> **What you have to do**
Gather each line of the material below that contains the word "Trace".

> **Exercise input**
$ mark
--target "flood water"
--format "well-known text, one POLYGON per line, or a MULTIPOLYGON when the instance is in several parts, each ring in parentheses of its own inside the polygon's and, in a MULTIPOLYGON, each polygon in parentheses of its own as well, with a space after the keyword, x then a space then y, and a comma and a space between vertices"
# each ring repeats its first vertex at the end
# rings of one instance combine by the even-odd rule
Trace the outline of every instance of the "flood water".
==
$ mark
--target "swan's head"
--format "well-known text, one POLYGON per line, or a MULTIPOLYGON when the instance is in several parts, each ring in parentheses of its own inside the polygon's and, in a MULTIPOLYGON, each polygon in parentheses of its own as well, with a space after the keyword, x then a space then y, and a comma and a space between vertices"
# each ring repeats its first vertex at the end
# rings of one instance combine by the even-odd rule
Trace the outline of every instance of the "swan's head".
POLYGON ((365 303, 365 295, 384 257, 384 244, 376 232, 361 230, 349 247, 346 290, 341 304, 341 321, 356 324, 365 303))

> **Written solution**
Trace the outline of every instance of the "flood water".
Trace the outline of every instance of the "swan's head".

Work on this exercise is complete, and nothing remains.